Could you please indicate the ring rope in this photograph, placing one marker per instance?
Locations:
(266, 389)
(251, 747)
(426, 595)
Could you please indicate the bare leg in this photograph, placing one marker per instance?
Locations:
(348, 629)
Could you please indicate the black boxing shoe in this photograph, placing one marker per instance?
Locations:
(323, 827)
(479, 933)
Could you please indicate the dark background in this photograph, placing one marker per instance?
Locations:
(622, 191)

------------------------------------------------------------

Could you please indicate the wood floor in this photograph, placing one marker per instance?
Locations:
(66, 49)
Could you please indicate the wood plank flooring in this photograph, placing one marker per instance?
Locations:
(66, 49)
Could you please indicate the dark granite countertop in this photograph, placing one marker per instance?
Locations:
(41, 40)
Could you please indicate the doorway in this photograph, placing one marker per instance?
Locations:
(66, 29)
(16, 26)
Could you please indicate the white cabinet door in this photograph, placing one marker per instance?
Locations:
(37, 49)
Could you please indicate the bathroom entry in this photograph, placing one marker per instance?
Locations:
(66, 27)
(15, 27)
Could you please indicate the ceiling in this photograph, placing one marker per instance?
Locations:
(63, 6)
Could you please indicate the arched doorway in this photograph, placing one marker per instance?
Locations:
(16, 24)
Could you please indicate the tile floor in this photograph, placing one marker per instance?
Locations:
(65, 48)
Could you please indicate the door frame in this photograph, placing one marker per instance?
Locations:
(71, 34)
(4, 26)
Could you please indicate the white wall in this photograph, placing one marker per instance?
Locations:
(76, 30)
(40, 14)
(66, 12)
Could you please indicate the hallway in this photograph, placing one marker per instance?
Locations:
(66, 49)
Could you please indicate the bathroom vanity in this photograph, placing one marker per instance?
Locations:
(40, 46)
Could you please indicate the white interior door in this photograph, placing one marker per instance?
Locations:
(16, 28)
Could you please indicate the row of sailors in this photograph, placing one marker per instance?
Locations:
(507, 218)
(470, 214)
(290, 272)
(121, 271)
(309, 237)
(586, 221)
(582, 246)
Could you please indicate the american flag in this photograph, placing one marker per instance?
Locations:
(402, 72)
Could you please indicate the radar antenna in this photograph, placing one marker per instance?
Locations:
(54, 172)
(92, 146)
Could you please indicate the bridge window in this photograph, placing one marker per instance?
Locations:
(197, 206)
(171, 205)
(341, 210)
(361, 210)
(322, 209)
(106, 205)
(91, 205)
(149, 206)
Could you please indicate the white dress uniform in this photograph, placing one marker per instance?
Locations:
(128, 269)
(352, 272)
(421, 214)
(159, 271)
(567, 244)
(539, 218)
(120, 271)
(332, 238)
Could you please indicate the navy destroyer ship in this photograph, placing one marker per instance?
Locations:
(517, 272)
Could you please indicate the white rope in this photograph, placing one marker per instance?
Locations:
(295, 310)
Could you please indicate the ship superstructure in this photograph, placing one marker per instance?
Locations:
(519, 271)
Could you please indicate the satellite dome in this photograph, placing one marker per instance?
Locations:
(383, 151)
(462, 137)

------------------------------------------------------------

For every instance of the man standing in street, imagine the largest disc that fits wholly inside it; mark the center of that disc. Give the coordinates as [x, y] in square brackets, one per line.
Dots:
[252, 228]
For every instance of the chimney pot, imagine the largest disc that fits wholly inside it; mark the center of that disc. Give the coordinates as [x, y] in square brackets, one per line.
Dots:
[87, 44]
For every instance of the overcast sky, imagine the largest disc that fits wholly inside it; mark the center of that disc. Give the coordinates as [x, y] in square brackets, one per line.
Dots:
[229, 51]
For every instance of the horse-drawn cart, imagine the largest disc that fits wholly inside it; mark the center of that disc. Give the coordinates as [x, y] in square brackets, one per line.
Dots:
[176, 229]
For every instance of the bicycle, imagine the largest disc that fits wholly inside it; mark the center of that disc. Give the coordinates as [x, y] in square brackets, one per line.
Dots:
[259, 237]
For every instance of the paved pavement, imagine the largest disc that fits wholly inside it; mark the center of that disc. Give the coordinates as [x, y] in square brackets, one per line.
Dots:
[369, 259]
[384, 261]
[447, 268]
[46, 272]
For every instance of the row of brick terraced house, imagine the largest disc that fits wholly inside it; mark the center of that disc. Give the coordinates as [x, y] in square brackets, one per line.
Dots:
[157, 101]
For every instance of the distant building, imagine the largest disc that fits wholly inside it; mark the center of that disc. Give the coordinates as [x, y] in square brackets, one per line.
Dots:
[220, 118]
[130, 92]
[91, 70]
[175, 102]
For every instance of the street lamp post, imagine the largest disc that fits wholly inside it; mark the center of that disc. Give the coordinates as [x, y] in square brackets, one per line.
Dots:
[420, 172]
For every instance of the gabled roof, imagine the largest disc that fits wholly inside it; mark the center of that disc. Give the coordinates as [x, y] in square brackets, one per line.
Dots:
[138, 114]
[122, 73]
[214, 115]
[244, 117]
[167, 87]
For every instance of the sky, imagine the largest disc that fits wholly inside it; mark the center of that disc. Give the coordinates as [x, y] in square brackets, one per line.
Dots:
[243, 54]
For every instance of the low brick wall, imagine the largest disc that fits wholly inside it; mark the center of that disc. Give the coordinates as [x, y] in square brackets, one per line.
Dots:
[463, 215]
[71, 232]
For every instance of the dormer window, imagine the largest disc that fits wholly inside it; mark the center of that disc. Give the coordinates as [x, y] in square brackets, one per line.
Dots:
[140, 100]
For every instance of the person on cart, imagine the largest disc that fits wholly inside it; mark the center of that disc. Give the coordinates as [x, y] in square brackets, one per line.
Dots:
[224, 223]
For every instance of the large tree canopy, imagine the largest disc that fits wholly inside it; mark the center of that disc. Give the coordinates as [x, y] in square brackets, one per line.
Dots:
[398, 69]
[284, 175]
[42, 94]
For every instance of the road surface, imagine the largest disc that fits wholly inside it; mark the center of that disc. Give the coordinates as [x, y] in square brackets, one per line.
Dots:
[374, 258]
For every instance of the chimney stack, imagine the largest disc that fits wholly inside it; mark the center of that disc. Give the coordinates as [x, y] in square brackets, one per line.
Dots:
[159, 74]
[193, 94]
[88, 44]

------------------------------------------------------------

Your answer should consist solely of the lines above from the line with "For every instance of the gabled" to the line with "For every instance of the person", both included, reproduced exactly.

For every instance of the gabled roof, imagine the largest disc that fits wholly inside it; mark the center of that disc. Give the coordinates as [x, y] in square brackets, one per line.
Dots:
[138, 114]
[122, 73]
[214, 115]
[244, 117]
[167, 87]
For every instance of the sky, imagine the largest disc that fits wholly inside it; mark the center of that disc. Give the coordinates as [x, y] in square brackets, one per line.
Dots:
[243, 54]
For every instance of the low brick wall, imagine the largest disc that fits wholly inside it; mark the center of that disc. Give the coordinates as [x, y] in square brackets, one per line.
Dots:
[463, 215]
[71, 232]
For every instance of the dormer window, imagine the largest disc that fits wholly inside it; mark the center of that disc. Give the coordinates as [x, y] in square brackets, one per line.
Dots:
[140, 100]
For every instance of the person on cart, imagine the largest disc that fits wholly inside it; mark the center of that disc. Give the coordinates as [x, y] in square brackets, one per line.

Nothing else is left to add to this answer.